** start **

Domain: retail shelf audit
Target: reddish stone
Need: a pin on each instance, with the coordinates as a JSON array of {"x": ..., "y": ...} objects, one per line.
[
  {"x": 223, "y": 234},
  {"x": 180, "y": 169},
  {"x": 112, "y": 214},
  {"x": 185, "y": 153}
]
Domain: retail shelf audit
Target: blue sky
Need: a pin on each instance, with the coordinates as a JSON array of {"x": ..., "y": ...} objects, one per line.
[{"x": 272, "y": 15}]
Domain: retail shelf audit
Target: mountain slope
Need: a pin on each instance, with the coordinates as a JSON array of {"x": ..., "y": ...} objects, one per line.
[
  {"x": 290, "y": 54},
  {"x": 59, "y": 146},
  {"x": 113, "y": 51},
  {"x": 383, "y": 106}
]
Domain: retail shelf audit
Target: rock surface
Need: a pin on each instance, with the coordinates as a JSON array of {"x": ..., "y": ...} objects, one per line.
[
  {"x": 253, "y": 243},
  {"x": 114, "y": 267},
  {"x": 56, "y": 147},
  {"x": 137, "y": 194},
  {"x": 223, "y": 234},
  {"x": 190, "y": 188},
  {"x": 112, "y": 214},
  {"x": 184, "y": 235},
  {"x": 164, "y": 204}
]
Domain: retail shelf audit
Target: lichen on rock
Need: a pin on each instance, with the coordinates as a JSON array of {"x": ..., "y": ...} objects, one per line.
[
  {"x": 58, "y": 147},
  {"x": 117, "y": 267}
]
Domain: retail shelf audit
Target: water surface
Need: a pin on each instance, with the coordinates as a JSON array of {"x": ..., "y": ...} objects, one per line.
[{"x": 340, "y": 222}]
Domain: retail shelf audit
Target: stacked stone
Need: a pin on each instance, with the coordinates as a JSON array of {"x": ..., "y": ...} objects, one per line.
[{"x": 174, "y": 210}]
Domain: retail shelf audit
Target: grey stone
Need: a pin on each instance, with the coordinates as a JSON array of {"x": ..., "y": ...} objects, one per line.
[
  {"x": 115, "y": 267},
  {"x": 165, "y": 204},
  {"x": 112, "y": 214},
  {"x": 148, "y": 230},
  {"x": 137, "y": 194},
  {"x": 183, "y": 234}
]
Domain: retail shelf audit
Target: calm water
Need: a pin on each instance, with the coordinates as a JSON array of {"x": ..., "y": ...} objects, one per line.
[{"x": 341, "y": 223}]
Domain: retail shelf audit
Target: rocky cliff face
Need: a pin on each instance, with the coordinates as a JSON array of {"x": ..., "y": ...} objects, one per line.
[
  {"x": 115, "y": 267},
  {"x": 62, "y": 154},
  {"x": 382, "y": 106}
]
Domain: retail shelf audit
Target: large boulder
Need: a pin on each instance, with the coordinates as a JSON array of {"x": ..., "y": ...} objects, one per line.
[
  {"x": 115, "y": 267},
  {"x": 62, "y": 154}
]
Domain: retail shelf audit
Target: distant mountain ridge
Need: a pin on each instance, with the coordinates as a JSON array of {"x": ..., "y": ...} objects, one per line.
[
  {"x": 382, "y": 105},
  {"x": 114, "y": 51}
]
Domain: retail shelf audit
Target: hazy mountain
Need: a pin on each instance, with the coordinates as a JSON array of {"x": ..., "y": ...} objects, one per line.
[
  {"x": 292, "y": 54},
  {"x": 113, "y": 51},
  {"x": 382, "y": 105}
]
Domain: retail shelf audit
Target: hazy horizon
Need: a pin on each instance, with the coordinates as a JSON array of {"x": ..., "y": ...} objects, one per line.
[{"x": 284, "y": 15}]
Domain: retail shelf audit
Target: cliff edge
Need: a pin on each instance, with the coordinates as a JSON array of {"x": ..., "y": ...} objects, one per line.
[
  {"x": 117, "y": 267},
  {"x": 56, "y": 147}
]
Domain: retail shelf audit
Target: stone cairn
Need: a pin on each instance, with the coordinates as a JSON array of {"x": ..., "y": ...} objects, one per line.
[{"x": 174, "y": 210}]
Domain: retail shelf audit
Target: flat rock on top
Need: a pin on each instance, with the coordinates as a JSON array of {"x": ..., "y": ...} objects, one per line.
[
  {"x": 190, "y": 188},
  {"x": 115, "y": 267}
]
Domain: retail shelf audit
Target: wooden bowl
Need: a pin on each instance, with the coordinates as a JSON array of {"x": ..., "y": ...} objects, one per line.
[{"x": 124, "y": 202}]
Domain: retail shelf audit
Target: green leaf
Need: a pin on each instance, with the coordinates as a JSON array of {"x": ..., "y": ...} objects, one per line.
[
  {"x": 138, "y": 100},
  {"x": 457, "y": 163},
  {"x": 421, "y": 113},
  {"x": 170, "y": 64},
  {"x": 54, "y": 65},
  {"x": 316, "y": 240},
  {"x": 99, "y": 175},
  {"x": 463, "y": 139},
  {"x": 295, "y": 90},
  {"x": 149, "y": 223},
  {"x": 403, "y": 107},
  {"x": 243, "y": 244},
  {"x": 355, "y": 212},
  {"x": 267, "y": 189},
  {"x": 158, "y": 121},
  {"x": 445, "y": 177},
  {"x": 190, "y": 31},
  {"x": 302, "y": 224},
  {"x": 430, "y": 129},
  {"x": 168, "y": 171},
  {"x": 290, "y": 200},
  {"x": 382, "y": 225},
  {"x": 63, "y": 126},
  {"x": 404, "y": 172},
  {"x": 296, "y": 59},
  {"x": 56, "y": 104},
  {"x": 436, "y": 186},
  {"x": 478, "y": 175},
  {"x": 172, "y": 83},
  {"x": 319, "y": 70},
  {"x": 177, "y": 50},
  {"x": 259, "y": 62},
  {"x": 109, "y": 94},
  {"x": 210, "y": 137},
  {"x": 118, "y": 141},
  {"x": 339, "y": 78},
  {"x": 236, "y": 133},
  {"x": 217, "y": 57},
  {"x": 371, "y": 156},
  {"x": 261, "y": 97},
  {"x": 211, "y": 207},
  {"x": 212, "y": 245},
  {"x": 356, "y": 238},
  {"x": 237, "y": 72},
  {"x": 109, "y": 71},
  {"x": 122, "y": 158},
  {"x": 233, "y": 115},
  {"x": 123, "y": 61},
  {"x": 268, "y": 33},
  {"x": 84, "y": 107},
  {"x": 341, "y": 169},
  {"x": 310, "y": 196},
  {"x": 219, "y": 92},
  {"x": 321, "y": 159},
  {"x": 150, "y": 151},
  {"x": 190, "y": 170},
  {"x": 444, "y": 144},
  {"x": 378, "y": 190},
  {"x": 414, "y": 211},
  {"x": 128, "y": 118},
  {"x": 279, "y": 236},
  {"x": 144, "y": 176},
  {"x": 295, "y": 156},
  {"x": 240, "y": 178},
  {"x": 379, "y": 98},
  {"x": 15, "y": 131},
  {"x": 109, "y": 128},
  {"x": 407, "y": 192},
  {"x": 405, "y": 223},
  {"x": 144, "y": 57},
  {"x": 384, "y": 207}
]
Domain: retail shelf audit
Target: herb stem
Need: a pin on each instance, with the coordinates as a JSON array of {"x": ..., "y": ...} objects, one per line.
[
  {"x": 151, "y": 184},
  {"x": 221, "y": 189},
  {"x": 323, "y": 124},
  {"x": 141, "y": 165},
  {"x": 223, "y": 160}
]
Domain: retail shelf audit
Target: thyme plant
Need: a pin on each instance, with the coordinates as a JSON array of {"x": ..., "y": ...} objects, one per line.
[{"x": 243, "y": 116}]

** end **

# Set task
Take the data above and return it exactly.

# Answer for this exercise
Domain: retail shelf audit
Target: reddish stone
Need: a pin on each instance, with the coordinates as a JSON array of {"x": ..., "y": ...} objects, one per line.
[
  {"x": 223, "y": 234},
  {"x": 180, "y": 169},
  {"x": 112, "y": 214},
  {"x": 185, "y": 153}
]
Domain: retail shelf audit
Target: blue sky
Need: a pin on each instance, with the coordinates as a JSON array of {"x": ..., "y": ...} objects, one per line.
[{"x": 272, "y": 15}]
Domain: retail shelf audit
Target: mountain slope
Need: a pin on each instance, with the coordinates as a JSON array of {"x": ..., "y": ...} objects, one per line.
[
  {"x": 290, "y": 54},
  {"x": 59, "y": 146},
  {"x": 113, "y": 51},
  {"x": 383, "y": 106}
]
Domain: retail shelf audit
Target: rock surface
Need: a pin on each instance, with the coordinates as a JSON array of {"x": ..., "y": ...} objects, one per line.
[
  {"x": 253, "y": 243},
  {"x": 114, "y": 267},
  {"x": 56, "y": 147},
  {"x": 137, "y": 194},
  {"x": 223, "y": 234},
  {"x": 190, "y": 188},
  {"x": 112, "y": 214},
  {"x": 184, "y": 235},
  {"x": 164, "y": 204}
]
Domain: retail shelf audit
Target: lichen on rock
Need: a pin on each instance, with the coordinates as a JSON array of {"x": ..., "y": ...} objects, one per line.
[
  {"x": 58, "y": 147},
  {"x": 117, "y": 267}
]
Domain: retail shelf audit
Target: water surface
Need: a pin on each instance, with the coordinates as a JSON array of {"x": ..., "y": ...} objects, one per line.
[{"x": 340, "y": 222}]
Domain: retail shelf audit
Target: stacked stone
Need: a pin on each instance, with the coordinates as a JSON array of {"x": ..., "y": ...} objects, one per line.
[{"x": 174, "y": 210}]
Domain: retail shelf audit
Target: grey stone
Need: a pin on each instance, with the coordinates as a JSON array of {"x": ..., "y": ...} objects, one per line.
[
  {"x": 115, "y": 267},
  {"x": 165, "y": 204},
  {"x": 112, "y": 214},
  {"x": 148, "y": 230},
  {"x": 137, "y": 194},
  {"x": 183, "y": 234}
]
Domain: retail shelf audit
Target: calm water
Need: a pin on each instance, with the coordinates as a JSON array of {"x": ..., "y": ...} objects, one per line.
[{"x": 341, "y": 223}]
Domain: retail shelf audit
Target: rocky cliff face
Need: a pin on each instance, with the coordinates as a JSON array of {"x": ..., "y": ...} objects, one per line.
[
  {"x": 115, "y": 267},
  {"x": 62, "y": 154},
  {"x": 382, "y": 106}
]
Domain: retail shelf audit
Target: large boulder
Need: a pin on each instance, with the coordinates as a JSON array of {"x": ..., "y": ...} objects, one per line.
[
  {"x": 115, "y": 267},
  {"x": 62, "y": 154}
]
Domain: retail shelf audit
Target: distant mountain ridge
Need: a pin on each instance, with the coordinates as a JSON array of {"x": ..., "y": ...} objects, one per line.
[
  {"x": 382, "y": 105},
  {"x": 114, "y": 51}
]
Domain: retail shelf audit
Target: hazy mountain
Need: a pin on each instance, with the coordinates as a JSON array of {"x": ..., "y": ...} objects, one per line.
[
  {"x": 292, "y": 54},
  {"x": 113, "y": 51},
  {"x": 382, "y": 105}
]
Domain: retail shelf audit
Target: hazy horizon
Need: a pin on each instance, with the coordinates as a JSON array of {"x": ..., "y": ...} objects, one per line.
[{"x": 284, "y": 15}]
Domain: retail shelf audit
Target: cliff edge
Need: a pin on each instance, with the coordinates as a JSON array of {"x": ..., "y": ...} objects, one per line.
[
  {"x": 117, "y": 267},
  {"x": 56, "y": 147}
]
Domain: retail shelf audit
Target: stone cairn
Need: a pin on each instance, with the coordinates as a JSON array of {"x": ..., "y": ...} objects, one per line.
[{"x": 174, "y": 210}]
Domain: retail shelf audit
Target: flat rock on top
Need: a pin on each instance, with the coordinates as a JSON array of {"x": ..., "y": ...} objects, one per line.
[
  {"x": 190, "y": 188},
  {"x": 115, "y": 267}
]
Domain: retail shelf audit
Target: wooden bowl
Need: a pin on each instance, with the coordinates as a JSON array of {"x": ..., "y": ...} objects, one per line.
[{"x": 124, "y": 202}]
Domain: retail shelf audit
Target: green leaf
Need: a pin on each instance, with the coordinates as a JSON array of {"x": ..., "y": ...} objects, one per line.
[
  {"x": 138, "y": 100},
  {"x": 457, "y": 163},
  {"x": 421, "y": 113},
  {"x": 170, "y": 64},
  {"x": 54, "y": 65},
  {"x": 316, "y": 240},
  {"x": 99, "y": 175},
  {"x": 463, "y": 139},
  {"x": 295, "y": 90},
  {"x": 149, "y": 223},
  {"x": 403, "y": 107},
  {"x": 243, "y": 244},
  {"x": 355, "y": 212},
  {"x": 267, "y": 189},
  {"x": 158, "y": 121},
  {"x": 445, "y": 177},
  {"x": 190, "y": 31},
  {"x": 302, "y": 224},
  {"x": 430, "y": 129},
  {"x": 168, "y": 171},
  {"x": 290, "y": 200},
  {"x": 382, "y": 225},
  {"x": 63, "y": 126},
  {"x": 404, "y": 172},
  {"x": 296, "y": 59},
  {"x": 56, "y": 104},
  {"x": 436, "y": 186},
  {"x": 478, "y": 175},
  {"x": 172, "y": 83},
  {"x": 319, "y": 70},
  {"x": 177, "y": 50},
  {"x": 259, "y": 62},
  {"x": 109, "y": 94},
  {"x": 210, "y": 137},
  {"x": 118, "y": 141},
  {"x": 339, "y": 78},
  {"x": 236, "y": 133},
  {"x": 217, "y": 57},
  {"x": 371, "y": 156},
  {"x": 261, "y": 97},
  {"x": 211, "y": 207},
  {"x": 212, "y": 245},
  {"x": 356, "y": 238},
  {"x": 237, "y": 72},
  {"x": 109, "y": 71},
  {"x": 122, "y": 158},
  {"x": 233, "y": 115},
  {"x": 123, "y": 61},
  {"x": 268, "y": 33},
  {"x": 84, "y": 107},
  {"x": 341, "y": 169},
  {"x": 310, "y": 196},
  {"x": 219, "y": 92},
  {"x": 321, "y": 159},
  {"x": 150, "y": 151},
  {"x": 190, "y": 170},
  {"x": 444, "y": 144},
  {"x": 378, "y": 190},
  {"x": 414, "y": 211},
  {"x": 128, "y": 118},
  {"x": 279, "y": 236},
  {"x": 144, "y": 176},
  {"x": 295, "y": 156},
  {"x": 240, "y": 178},
  {"x": 379, "y": 98},
  {"x": 15, "y": 131},
  {"x": 109, "y": 128},
  {"x": 407, "y": 192},
  {"x": 405, "y": 223},
  {"x": 144, "y": 57},
  {"x": 384, "y": 207}
]
Domain: retail shelf audit
Target: herb stem
Need: a pin on each instance, with the coordinates as a JSON array of {"x": ..., "y": ...} objects, one per line.
[
  {"x": 151, "y": 184},
  {"x": 221, "y": 189},
  {"x": 323, "y": 124},
  {"x": 141, "y": 165},
  {"x": 223, "y": 160}
]
Domain: retail shelf audit
Target: thyme plant
Need: a pin on each instance, with the coordinates as a JSON array of {"x": ..., "y": ...} objects, one per line.
[{"x": 243, "y": 116}]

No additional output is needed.